▶ [WHAT THE EXERCISE ASKS] Return all the data below as it stands, minus the pictures.

BEGIN

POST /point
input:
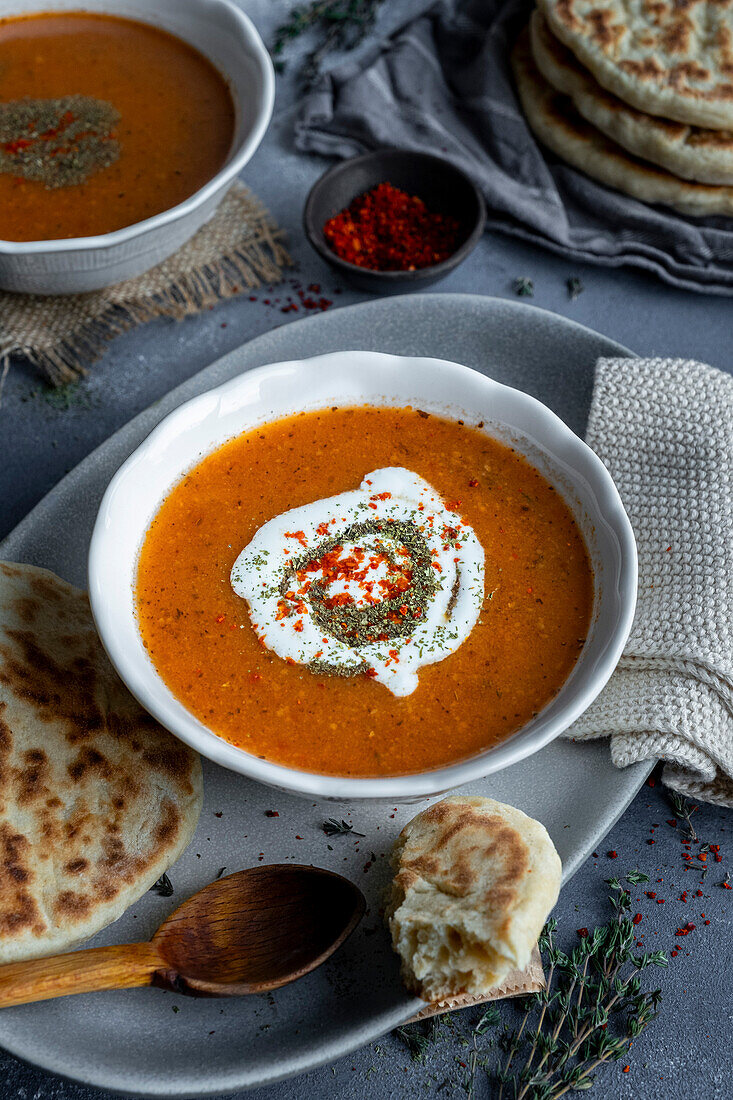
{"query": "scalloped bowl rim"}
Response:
(120, 520)
(239, 157)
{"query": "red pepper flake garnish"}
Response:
(297, 535)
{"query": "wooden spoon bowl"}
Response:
(248, 933)
(256, 930)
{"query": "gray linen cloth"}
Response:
(442, 85)
(664, 428)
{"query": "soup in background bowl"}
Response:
(402, 471)
(106, 121)
(214, 37)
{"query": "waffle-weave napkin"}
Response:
(664, 428)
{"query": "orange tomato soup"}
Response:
(176, 120)
(536, 609)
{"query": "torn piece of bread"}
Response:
(474, 881)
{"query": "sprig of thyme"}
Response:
(338, 24)
(590, 1011)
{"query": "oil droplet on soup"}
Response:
(537, 593)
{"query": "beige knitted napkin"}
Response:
(664, 428)
(239, 248)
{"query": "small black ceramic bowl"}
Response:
(442, 187)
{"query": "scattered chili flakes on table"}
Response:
(386, 229)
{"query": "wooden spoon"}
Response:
(247, 933)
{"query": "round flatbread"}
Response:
(96, 799)
(686, 151)
(556, 122)
(664, 57)
(473, 882)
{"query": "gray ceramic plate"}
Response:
(133, 1041)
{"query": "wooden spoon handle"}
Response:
(119, 967)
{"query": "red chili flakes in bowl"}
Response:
(387, 230)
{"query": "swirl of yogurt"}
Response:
(374, 582)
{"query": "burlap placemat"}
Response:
(516, 983)
(241, 246)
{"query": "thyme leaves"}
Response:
(334, 827)
(336, 24)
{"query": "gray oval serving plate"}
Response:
(132, 1042)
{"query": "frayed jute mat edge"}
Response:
(255, 261)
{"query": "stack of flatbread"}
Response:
(637, 94)
(96, 799)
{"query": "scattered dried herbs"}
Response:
(635, 877)
(337, 24)
(57, 142)
(684, 813)
(575, 287)
(524, 287)
(163, 887)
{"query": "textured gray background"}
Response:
(686, 1052)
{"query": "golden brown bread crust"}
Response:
(556, 122)
(473, 882)
(690, 152)
(668, 57)
(96, 799)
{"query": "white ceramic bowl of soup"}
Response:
(229, 40)
(346, 378)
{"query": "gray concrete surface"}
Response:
(685, 1053)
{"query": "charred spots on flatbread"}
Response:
(72, 905)
(58, 691)
(76, 866)
(89, 760)
(32, 777)
(26, 608)
(79, 805)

END

▶ [FINISHED EXERCISE]
POST /point
input:
{"query": "scalloped bowl rim"}
Response:
(120, 520)
(239, 157)
{"query": "red pepper flake garnish"}
Response:
(297, 535)
{"query": "wooden spoon bowl"}
Response:
(248, 933)
(256, 930)
{"query": "gray linen cloth"}
Response:
(442, 85)
(664, 428)
{"query": "soup in background bowl"}
Response:
(402, 471)
(106, 121)
(214, 37)
{"query": "waffle-weave napkin"}
Response:
(664, 428)
{"query": "orange tomato soup"}
Response:
(176, 120)
(536, 609)
{"query": "torn piece of bread"}
Response:
(474, 881)
{"query": "sprig of thyme"}
Response:
(338, 24)
(590, 1011)
{"query": "oil droplet on soup"}
Response:
(537, 593)
{"query": "beige knitted napkin"}
Response:
(664, 428)
(239, 248)
{"query": "small black ceramic bowl"}
Response:
(442, 187)
{"query": "scattered chili flakes on table"}
Response:
(386, 229)
{"query": "wooden spoon"}
Response:
(247, 933)
{"query": "round flatbread"}
Response:
(96, 799)
(686, 151)
(556, 122)
(664, 57)
(473, 882)
{"query": "gray ceramic plate"}
Response:
(133, 1041)
{"query": "wooden spoon handle"}
Response:
(119, 967)
{"query": "red chili flakes in bowl"}
Response:
(387, 230)
{"query": "swirl of yogurt"}
Response:
(374, 582)
{"query": "burlap placemat"}
Response:
(516, 983)
(241, 246)
{"query": "thyme leaves"}
Response:
(334, 827)
(336, 24)
{"query": "gray oval serving plate"}
Response:
(132, 1042)
{"query": "frayed jute mat edge"}
Response:
(255, 261)
{"query": "stack of flatbread"}
Response:
(637, 94)
(96, 799)
{"query": "scattered dried herbs"}
Response:
(635, 877)
(337, 24)
(57, 142)
(684, 813)
(575, 287)
(524, 287)
(163, 887)
{"query": "textured gray background"}
Response:
(686, 1052)
{"query": "golden brown bread crust"}
Response:
(556, 122)
(473, 882)
(690, 152)
(668, 57)
(96, 799)
{"query": "white ceramic bowl of soup"}
Response:
(229, 40)
(346, 378)
{"query": "gray concrete surface"}
Response:
(685, 1053)
{"query": "charred spots on flatbread"}
Response:
(72, 905)
(58, 691)
(76, 866)
(89, 760)
(32, 777)
(26, 608)
(79, 805)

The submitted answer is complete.